*Exercise instructions*: Output every record word for word.

*Provided entries*:

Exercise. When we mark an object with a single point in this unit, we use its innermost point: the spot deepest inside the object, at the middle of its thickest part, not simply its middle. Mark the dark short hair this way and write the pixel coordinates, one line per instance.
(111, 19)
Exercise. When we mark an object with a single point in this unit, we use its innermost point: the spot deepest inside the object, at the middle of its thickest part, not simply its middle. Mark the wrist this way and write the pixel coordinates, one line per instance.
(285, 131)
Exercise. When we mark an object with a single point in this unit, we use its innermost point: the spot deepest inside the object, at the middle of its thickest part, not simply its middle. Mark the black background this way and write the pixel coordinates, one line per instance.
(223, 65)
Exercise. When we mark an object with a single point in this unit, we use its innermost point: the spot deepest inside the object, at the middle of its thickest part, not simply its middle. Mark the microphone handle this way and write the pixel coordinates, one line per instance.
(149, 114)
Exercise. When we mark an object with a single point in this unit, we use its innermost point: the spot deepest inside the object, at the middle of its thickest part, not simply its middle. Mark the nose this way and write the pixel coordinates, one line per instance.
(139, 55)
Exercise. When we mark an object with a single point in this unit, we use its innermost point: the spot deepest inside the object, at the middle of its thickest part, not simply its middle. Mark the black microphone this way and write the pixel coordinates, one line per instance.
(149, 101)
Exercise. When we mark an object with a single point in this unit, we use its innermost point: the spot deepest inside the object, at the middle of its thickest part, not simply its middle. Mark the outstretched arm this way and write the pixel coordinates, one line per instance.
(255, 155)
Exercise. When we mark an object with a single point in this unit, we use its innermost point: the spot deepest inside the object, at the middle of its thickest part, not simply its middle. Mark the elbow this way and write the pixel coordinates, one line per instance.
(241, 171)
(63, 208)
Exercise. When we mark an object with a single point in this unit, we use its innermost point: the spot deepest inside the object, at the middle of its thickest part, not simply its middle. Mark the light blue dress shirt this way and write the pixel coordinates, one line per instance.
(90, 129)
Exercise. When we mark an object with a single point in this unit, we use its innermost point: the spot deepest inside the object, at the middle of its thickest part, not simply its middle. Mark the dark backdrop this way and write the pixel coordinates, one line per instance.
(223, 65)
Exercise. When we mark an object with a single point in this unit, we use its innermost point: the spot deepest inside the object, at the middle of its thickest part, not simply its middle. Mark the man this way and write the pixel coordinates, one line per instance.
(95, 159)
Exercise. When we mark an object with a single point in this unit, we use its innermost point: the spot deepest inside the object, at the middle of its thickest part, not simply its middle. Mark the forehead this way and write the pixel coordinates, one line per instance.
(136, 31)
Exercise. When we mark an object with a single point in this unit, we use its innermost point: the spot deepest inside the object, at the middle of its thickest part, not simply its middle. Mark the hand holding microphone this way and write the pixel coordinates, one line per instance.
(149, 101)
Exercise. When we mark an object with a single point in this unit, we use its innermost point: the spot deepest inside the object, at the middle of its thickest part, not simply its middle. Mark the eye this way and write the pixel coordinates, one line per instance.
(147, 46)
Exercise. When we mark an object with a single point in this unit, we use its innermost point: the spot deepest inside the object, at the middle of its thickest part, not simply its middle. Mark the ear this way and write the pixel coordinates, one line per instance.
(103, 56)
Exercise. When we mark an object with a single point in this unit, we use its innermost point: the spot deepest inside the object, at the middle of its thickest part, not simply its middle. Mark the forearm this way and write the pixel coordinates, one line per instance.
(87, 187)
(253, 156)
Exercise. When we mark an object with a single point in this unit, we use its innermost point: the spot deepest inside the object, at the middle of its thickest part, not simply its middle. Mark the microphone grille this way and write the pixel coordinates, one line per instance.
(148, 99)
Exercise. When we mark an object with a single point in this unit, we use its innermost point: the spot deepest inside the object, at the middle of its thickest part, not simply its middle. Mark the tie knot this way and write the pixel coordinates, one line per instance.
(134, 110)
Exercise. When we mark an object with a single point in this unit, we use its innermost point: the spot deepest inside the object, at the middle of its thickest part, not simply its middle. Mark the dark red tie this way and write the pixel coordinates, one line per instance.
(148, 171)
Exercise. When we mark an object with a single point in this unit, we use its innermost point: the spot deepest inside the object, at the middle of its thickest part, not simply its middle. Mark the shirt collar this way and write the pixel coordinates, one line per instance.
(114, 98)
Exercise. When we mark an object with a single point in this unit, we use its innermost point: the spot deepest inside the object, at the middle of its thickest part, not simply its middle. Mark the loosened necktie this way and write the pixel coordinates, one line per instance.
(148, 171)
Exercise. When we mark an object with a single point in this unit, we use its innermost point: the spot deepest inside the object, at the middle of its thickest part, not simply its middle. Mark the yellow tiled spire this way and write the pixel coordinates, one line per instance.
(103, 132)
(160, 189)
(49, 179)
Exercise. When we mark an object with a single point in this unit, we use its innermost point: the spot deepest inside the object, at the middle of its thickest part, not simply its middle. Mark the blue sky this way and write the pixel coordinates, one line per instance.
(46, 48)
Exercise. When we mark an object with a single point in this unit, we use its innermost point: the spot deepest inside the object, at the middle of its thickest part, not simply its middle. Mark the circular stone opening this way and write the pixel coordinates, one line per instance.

*Expected output*:
Exercise. When we mark an object with a single point in this unit, we use its innermost point: the spot deepest inside the object, at the middle of its thickest part, not simply its middle. Mark the dark short hair this way and write the pixel coordinates, one line per instance.
(111, 19)
Exercise. When we mark an object with a single point in this unit, we use its innermost point: the spot deepest inside the object, at the middle of its thickest part, not simply its middle. Mark the wrist this way and write the pixel coordinates, one line per instance.
(285, 131)
Exercise. When we mark an object with a single point in this unit, we use its innermost point: the spot deepest inside the object, at the middle of its thickest part, not simply its middle. Mark the black background this way and write the pixel coordinates, one line per instance.
(223, 65)
Exercise. When we mark an object with a single point in this unit, we use its innermost point: the spot deepest inside the object, at the middle of its thickest part, not simply its middle. Mark the microphone handle this way and write the pixel coordinates, one line per instance.
(149, 114)
Exercise. When we mark an object with a single point in this unit, we use its innermost point: the spot deepest inside the object, at the middle of its thickest part, not simply its middle. Mark the nose this way and write the pixel coordinates, one line per instance.
(139, 55)
Exercise. When we mark an object with a single point in this unit, we use its innermost point: the spot deepest inside the object, at the middle of its thickest part, not simply its middle. Mark the black microphone this way and write the pixel coordinates, one line per instance.
(149, 101)
Exercise. When we mark an object with a single point in this unit, we use its innermost point: the spot deepest inside the object, at the middle of its thickest part, not simply its middle. Mark the outstretched arm this way and write the pixel coordinates, one line per instance.
(255, 155)
Exercise. When we mark an object with a single point in this unit, we use its innermost point: the spot deepest inside the object, at the middle of its thickest part, not simply its middle. Mark the elbow this way and write the pixel coordinates, one line per instance.
(241, 171)
(63, 208)
Exercise. When we mark an object with a single point in this unit, we use its innermost point: the spot deepest inside the object, at the middle of its thickest part, not simply its middle. Mark the light blue dress shirt this way and write the pixel coordinates, one line per instance.
(90, 129)
Exercise. When we mark an object with a single point in this unit, we use its innermost point: the spot deepest inside the object, at the middle of its thickest part, not simply its middle. Mark the dark backdrop this way and write the pixel coordinates, one line per instance.
(223, 65)
Exercise. When we mark an object with a single point in this unit, we use its innermost point: the spot deepest inside the object, at the middle of its thickest part, not simply its middle. Mark the man this way and write the pixel coordinates, one line per instance.
(95, 159)
Exercise. When we mark an object with a single point in this unit, we use its innermost point: the spot deepest inside the object, at the middle of its thickest part, not simply its middle. Mark the forehead this way and write the pixel coordinates, one line per instance.
(136, 31)
Exercise. When we mark an object with a single point in this unit, we use its innermost point: the spot deepest inside the object, at the middle of its thickest part, not simply its middle. Mark the hand holding microphone this way and write the pixel coordinates, one line per instance.
(149, 101)
Exercise. When we mark an object with a single point in this unit, we use its innermost point: the spot deepest inside the object, at the middle of its thickest part, not simply its middle. Mark the eye this way and write the pixel coordinates, one line per instance.
(147, 46)
Exercise. When we mark an object with a single point in this unit, we use its innermost point: the spot deepest inside the object, at the middle of its thickest part, not simply its middle. Mark the ear this way and write the pixel coordinates, one line per instance.
(103, 56)
Exercise. When we mark an object with a single point in this unit, we use its innermost point: the spot deepest inside the object, at the middle of its thickest part, not simply its middle. Mark the forearm this way and write the pixel coordinates, one line per instance.
(87, 187)
(253, 156)
Exercise. When we mark an object with a single point in this unit, we use its innermost point: the spot deepest inside the object, at the middle of its thickest part, not simply its middle. Mark the microphone grille this way and write the pixel coordinates, one line per instance.
(148, 99)
Exercise. When we mark an object with a single point in this unit, we use its innermost point: the spot deepest inside the object, at the middle of its thickest part, not simply its middle. Mark the tie knot this way and write the pixel coordinates, one line per instance.
(134, 110)
Exercise. When we mark an object with a single point in this unit, we use its innermost point: the spot deepest inside the object, at the middle of its thickest part, not simply its middle. Mark the dark red tie this way and write the pixel coordinates, one line per instance.
(148, 171)
Exercise. When we mark an object with a single point in this unit, we use its innermost point: the spot deepest inside the object, at the middle of its thickest part, not simply its middle. Mark the shirt collar this way and write the pixel coordinates, one line per instance.
(114, 98)
Exercise. When we mark an object with a single point in this unit, we use its innermost point: the spot deepest inside the object, at the middle of its thickest part, not simply its middle. Mark the loosened necktie this way and write the pixel coordinates, one line per instance.
(148, 171)
Exercise. When we mark an object with a single point in this unit, we use its innermost point: the spot deepest inside the object, at the middle of its thickest part, not simply its middle. Mark the yellow tiled spire this way and write the pixel coordinates, one line per instance.
(103, 132)
(160, 189)
(49, 179)
Exercise. When we mark an object with a single point in this unit, we use its innermost point: the spot deepest inside the object, at the middle of its thickest part, not simply its middle. Mark the blue sky this way and write the pixel coordinates, one line per instance.
(46, 48)
Exercise. When we mark an object with a single point in this unit, we use its innermost point: the spot deepest inside the object, at the middle of its thickest part, not simply its middle. Mark the circular stone opening this way and write the pixel coordinates, one line per instance.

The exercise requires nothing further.